_PROVIDED RECORDS_:
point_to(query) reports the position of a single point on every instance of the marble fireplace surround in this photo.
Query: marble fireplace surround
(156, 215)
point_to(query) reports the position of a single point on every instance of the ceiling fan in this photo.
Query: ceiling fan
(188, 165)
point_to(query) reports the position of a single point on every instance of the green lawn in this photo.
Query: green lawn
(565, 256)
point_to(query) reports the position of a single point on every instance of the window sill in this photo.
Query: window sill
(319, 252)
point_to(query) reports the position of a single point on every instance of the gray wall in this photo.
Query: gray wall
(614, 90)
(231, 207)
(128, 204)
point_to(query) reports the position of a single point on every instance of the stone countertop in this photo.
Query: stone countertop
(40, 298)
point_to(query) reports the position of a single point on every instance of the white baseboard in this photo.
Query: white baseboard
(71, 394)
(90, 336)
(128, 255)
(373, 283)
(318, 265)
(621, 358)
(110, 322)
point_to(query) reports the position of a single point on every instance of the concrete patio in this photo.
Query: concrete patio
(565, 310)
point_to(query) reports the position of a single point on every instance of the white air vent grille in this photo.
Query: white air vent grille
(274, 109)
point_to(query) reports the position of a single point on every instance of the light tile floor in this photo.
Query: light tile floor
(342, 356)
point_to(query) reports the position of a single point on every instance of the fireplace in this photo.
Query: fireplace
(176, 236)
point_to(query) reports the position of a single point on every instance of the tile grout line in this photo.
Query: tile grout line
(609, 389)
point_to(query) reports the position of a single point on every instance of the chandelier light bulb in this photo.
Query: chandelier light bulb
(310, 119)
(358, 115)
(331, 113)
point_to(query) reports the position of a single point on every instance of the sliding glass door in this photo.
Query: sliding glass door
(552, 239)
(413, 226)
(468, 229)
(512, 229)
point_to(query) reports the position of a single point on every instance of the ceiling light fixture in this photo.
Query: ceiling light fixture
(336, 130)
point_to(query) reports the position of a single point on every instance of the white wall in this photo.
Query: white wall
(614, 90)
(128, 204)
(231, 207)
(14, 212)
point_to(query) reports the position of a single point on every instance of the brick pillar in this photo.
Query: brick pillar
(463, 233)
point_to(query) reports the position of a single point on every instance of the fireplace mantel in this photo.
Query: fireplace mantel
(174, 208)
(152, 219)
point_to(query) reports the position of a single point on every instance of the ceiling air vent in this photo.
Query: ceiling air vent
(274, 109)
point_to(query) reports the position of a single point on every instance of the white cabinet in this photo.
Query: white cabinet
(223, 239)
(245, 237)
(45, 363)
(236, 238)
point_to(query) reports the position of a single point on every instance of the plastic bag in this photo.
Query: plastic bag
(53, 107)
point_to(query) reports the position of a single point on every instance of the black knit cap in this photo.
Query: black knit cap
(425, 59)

_EXERCISE TASK_: Output every row above again, word for word and in the same order.

_TASK ANSWER_:
point_to(query) reports the position of a single point on every instance of the marble fireplace surround in this photo.
Query: marble fireplace surround
(156, 215)
point_to(query) reports the position of a single point on every instance of the ceiling fan in this photo.
Query: ceiling fan
(188, 165)
point_to(query) reports the position of a single point on every instance of the green lawn in this photo.
Query: green lawn
(565, 256)
point_to(query) reports the position of a single point on every instance of the window sill in this photo.
Query: window sill
(319, 252)
point_to(query) reports the position of a single point on every instance of the gray wall in this photo.
Query: gray wall
(614, 90)
(231, 207)
(128, 204)
point_to(query) reports the position of a single point on every instance of the stone countertop in this photo.
Query: stone countertop
(40, 298)
point_to(query) reports the position of a single point on every instance of the white baseboard in this photo.
Query: white baseboard
(71, 394)
(90, 336)
(128, 255)
(373, 283)
(318, 265)
(621, 358)
(110, 322)
point_to(query) reports the position of a single point on every instance of the concrete patio in this photo.
Query: concrete patio
(565, 310)
point_to(query) reports the position of a single point on every instance of the white air vent grille in this photo.
Query: white air vent grille
(274, 109)
point_to(query) reports the position of a single point on every instance of the light tile floor in this photo.
Query: light tile floor
(342, 356)
point_to(query) reports the position of a single point on every instance of the fireplace in this photo.
Query: fireplace
(176, 236)
point_to(query) reports the position of a single point on every instance of the tile grout line in this photo.
Query: tile grout line
(609, 389)
point_to(query) reports the position of a single point on every instance of the chandelier light bulb in this photo.
Query: chandelier light bulb
(310, 119)
(358, 115)
(331, 113)
point_to(query) reports the position of a single point on every instance of the sliding glass door in this photo.
Query: sliding glass door
(552, 239)
(413, 226)
(468, 229)
(512, 229)
point_to(query) reports the position of a single point on every instance of the ceiling light fixture in this photo.
Query: ceiling light fixture
(336, 130)
point_to(query) reports the position of a single point on every instance of the white wall in this photo.
Query: white wall
(614, 90)
(128, 204)
(231, 207)
(14, 212)
point_to(query) reports the position of a single point on every instance of the brick pillar in this photo.
Query: brick pillar
(463, 233)
point_to(query) reports the position of a single point on every instance of the fireplace mantel in this photo.
Query: fireplace mantel
(174, 208)
(152, 219)
point_to(query) reports the position of a single point on every instance of the ceiling air vent in this photo.
Query: ceiling air vent
(274, 109)
point_to(query) reports the position of a single point on every instance of the white cabinet in this photo.
Query: white cabinet
(223, 239)
(245, 237)
(45, 363)
(236, 238)
point_to(query) reports the position of a single point on every instance of the plastic bag in this photo.
Query: plastic bag
(53, 107)
point_to(query) reports the position of a single point on every instance of the black knit cap in this photo.
Query: black knit cap
(425, 59)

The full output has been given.